Could every entry be set down once more, exactly as given?

Saved entries
☆ ☆ ☆
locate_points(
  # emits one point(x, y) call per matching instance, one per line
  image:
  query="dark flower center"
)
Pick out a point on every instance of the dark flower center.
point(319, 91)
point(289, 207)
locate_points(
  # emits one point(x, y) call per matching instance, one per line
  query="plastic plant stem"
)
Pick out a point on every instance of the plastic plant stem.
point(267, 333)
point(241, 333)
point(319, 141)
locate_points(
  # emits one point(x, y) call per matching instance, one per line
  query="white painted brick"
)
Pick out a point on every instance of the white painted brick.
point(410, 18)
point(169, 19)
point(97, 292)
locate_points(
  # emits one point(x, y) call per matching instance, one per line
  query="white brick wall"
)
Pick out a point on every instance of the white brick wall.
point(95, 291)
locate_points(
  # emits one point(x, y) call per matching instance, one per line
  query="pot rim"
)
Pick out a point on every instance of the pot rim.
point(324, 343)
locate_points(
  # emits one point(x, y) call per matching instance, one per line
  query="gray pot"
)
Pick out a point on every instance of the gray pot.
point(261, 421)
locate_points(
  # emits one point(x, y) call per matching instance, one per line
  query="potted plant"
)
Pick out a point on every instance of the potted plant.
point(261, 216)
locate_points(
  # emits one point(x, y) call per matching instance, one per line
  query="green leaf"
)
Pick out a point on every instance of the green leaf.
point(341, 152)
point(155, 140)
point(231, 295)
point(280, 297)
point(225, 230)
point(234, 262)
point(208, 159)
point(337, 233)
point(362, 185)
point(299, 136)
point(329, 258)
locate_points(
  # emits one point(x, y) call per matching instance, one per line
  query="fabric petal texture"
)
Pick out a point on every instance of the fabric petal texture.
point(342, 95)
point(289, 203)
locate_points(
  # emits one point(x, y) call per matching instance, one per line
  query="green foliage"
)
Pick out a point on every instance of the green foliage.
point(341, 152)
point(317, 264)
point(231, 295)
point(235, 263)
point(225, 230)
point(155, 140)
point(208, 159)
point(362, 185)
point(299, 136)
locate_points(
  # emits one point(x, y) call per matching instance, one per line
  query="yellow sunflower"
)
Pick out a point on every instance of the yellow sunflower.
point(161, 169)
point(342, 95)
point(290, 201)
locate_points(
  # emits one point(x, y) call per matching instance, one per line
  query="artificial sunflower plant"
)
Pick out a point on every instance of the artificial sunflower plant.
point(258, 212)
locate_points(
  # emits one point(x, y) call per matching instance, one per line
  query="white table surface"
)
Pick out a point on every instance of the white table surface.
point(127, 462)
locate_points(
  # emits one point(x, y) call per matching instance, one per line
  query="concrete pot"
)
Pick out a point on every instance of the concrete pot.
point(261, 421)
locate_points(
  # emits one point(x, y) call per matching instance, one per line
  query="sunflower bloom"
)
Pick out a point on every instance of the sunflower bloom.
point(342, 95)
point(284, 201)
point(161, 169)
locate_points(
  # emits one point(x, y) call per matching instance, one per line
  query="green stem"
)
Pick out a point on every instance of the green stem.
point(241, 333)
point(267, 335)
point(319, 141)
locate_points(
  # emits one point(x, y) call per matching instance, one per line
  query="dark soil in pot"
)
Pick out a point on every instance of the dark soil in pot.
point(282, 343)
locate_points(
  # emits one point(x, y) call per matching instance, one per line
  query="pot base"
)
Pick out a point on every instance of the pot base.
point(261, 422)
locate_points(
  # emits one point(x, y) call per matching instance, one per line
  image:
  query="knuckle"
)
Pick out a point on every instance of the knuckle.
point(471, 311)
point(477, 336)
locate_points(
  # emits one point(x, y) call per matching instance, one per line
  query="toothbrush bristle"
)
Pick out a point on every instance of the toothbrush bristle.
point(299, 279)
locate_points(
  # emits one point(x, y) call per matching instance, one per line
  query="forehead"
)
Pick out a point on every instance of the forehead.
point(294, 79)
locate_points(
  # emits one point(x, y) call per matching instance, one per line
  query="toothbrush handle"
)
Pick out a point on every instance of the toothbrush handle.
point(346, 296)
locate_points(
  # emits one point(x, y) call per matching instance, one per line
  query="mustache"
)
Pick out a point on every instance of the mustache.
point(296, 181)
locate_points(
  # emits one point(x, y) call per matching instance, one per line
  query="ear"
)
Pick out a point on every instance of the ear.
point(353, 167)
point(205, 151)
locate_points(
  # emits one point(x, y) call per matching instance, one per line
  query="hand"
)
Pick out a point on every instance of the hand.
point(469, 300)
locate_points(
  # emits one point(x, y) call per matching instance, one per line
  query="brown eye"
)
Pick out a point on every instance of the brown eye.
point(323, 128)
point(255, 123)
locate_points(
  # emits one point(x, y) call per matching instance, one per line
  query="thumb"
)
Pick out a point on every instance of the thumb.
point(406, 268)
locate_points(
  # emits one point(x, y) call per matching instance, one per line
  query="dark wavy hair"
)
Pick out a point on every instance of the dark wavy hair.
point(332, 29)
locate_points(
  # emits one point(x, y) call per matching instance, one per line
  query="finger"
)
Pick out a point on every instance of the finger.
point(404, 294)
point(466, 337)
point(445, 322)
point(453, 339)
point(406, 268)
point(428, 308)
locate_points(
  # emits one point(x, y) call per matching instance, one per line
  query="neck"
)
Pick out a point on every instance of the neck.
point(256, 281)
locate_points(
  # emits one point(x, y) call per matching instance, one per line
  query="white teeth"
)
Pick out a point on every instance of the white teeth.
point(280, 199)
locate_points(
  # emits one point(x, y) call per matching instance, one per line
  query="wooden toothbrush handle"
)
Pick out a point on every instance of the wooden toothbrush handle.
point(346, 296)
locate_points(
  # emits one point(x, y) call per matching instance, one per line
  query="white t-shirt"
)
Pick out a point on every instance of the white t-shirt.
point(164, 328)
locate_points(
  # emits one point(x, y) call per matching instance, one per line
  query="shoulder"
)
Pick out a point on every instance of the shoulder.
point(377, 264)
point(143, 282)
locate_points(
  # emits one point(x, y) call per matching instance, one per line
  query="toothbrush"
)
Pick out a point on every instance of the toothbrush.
☆ ☆ ☆
**SOLUTION FOR THIS EXERCISE**:
locate_points(
  # emits one point(x, y) call per matching instance, one per line
  image:
  query="dark flower center"
)
Pick out a point on every instance of the dark flower center.
point(319, 91)
point(289, 207)
locate_points(
  # emits one point(x, y) call per matching instance, one per line
  query="plastic plant stem"
)
Pick out a point on every instance of the plastic plant stem.
point(267, 333)
point(241, 333)
point(319, 141)
locate_points(
  # emits one point(x, y) call per matching instance, one per line
  query="white painted brick"
)
Pick out a point on every instance of the white painted brick.
point(410, 18)
point(169, 19)
point(97, 292)
locate_points(
  # emits one point(x, y) call per matching instance, one per line
  query="white brick wall"
)
Pick out a point on every instance of the white brick wall.
point(95, 291)
locate_points(
  # emits one point(x, y) call per matching instance, one per line
  query="pot rim"
)
Pick out a point on every instance of the pot rim.
point(324, 343)
locate_points(
  # emits one point(x, y) call per matching instance, one per line
  query="gray pot"
)
Pick out a point on every instance of the gray pot.
point(261, 421)
locate_points(
  # emits one point(x, y) call per matching instance, one per line
  query="potted plant"
)
Pick out a point on every instance of the potted plant.
point(261, 216)
locate_points(
  # emits one point(x, y) call per matching instance, one per line
  query="green leaf"
)
Pick out a point on every instance of the green leaf.
point(341, 152)
point(155, 140)
point(231, 295)
point(280, 297)
point(225, 230)
point(234, 262)
point(208, 159)
point(337, 233)
point(362, 185)
point(299, 136)
point(329, 258)
locate_points(
  # emits one point(x, y) call per matching instance, one per line
  query="fabric petal texture"
)
Pick out a point on every instance of the fabric petal texture.
point(342, 95)
point(289, 203)
locate_points(
  # emits one point(x, y) call per matching instance, one per line
  query="green foliage"
)
Pick out a point on every instance of the green foliage.
point(341, 152)
point(317, 264)
point(231, 295)
point(235, 263)
point(225, 230)
point(155, 140)
point(208, 159)
point(362, 185)
point(299, 136)
locate_points(
  # emits one point(x, y) call per matching instance, one per line
  query="yellow sunflower"
)
Pick out a point on every instance of the yellow sunflower.
point(161, 169)
point(342, 95)
point(290, 201)
locate_points(
  # emits one point(x, y) call per matching instance, one per line
  query="artificial sunflower plant"
)
Pick out a point on every instance of the artificial sunflower plant.
point(258, 212)
locate_points(
  # emits one point(x, y) call per matching instance, one per line
  query="white table surface"
)
Pick out a point on every instance of the white table surface.
point(127, 462)
locate_points(
  # emits one point(x, y) call per matching instance, one per line
  query="concrete pot"
)
Pick out a point on every instance of the concrete pot.
point(261, 421)
locate_points(
  # emits one point(x, y) call per matching instance, one per line
  query="sunflower bloom"
)
Pick out a point on every instance of the sunflower bloom.
point(342, 95)
point(284, 201)
point(161, 169)
locate_points(
  # emits one point(x, y) call per matching instance, one per line
  query="green stem"
)
Pick out a point on every instance of the green stem.
point(241, 333)
point(267, 335)
point(319, 141)
locate_points(
  # emits one point(x, y) call per matching instance, one per line
  query="dark soil in pot"
)
Pick out a point on every instance of the dark soil in pot.
point(282, 343)
locate_points(
  # emits one point(x, y) call per matching instance, one per line
  query="pot base"
)
Pick out a point on every instance of the pot base.
point(261, 422)
locate_points(
  # emits one point(x, y) call per matching instance, one per line
  image:
  query="knuckle"
)
Pick out a point on every instance of the knuckle.
point(471, 311)
point(477, 336)
locate_points(
  # emits one point(x, y) call per matching instance, one per line
  query="toothbrush bristle"
)
Pick out a point on every instance of the toothbrush bristle.
point(299, 279)
locate_points(
  # emits one point(x, y) call per matching instance, one per line
  query="forehead"
)
Pick out a point on every instance of the forehead.
point(294, 79)
locate_points(
  # emits one point(x, y) call per matching instance, one per line
  query="toothbrush handle"
)
Pick out a point on every instance of the toothbrush handle.
point(346, 296)
locate_points(
  # emits one point(x, y) call per matching instance, one per line
  query="mustache"
)
Pick out a point on every instance of the mustache.
point(296, 181)
locate_points(
  # emits one point(x, y) call per matching instance, one per line
  query="ear"
)
Pick out a point on every instance of the ear.
point(353, 167)
point(205, 151)
locate_points(
  # emits one point(x, y) call per matching instance, one per line
  query="hand"
)
Pick out a point on every instance of the hand.
point(469, 300)
locate_points(
  # emits one point(x, y) call per matching instance, one per line
  query="brown eye"
)
Pick out a point on every instance of the brown eye.
point(323, 128)
point(255, 123)
locate_points(
  # emits one point(x, y) call per matching instance, one per line
  query="thumb"
)
Pick out a point on every instance of the thumb.
point(406, 268)
locate_points(
  # emits one point(x, y) call per matching instance, one per line
  query="dark wavy hair"
)
Pick out a point on every instance of the dark wavy hair.
point(332, 29)
locate_points(
  # emits one point(x, y) call per matching instance, one per line
  query="finger"
)
Pick out a point on every instance of the finger.
point(404, 294)
point(466, 337)
point(445, 322)
point(453, 339)
point(406, 268)
point(428, 308)
locate_points(
  # emits one point(x, y) call per matching instance, one per line
  query="neck"
)
Pick out a point on every instance of the neck.
point(256, 281)
locate_points(
  # emits one point(x, y) call per matching instance, one per line
  query="white teeth"
)
Pick out a point on every instance of the white teeth.
point(280, 199)
locate_points(
  # emits one point(x, y) call per matching instance, one per line
  query="wooden toothbrush handle"
)
Pick out a point on every instance of the wooden toothbrush handle.
point(346, 296)
locate_points(
  # emits one point(x, y) call per matching instance, one per line
  query="white t-shirt"
)
Pick out a point on every instance of the white t-shirt.
point(164, 328)
locate_points(
  # emits one point(x, y) call per matching instance, one per line
  query="shoulder"
)
Pick out a point on every instance of the shoulder.
point(377, 264)
point(143, 282)
locate_points(
  # emits one point(x, y) call per matching instance, one per line
  query="toothbrush"
)
Pick out a point on every instance of the toothbrush.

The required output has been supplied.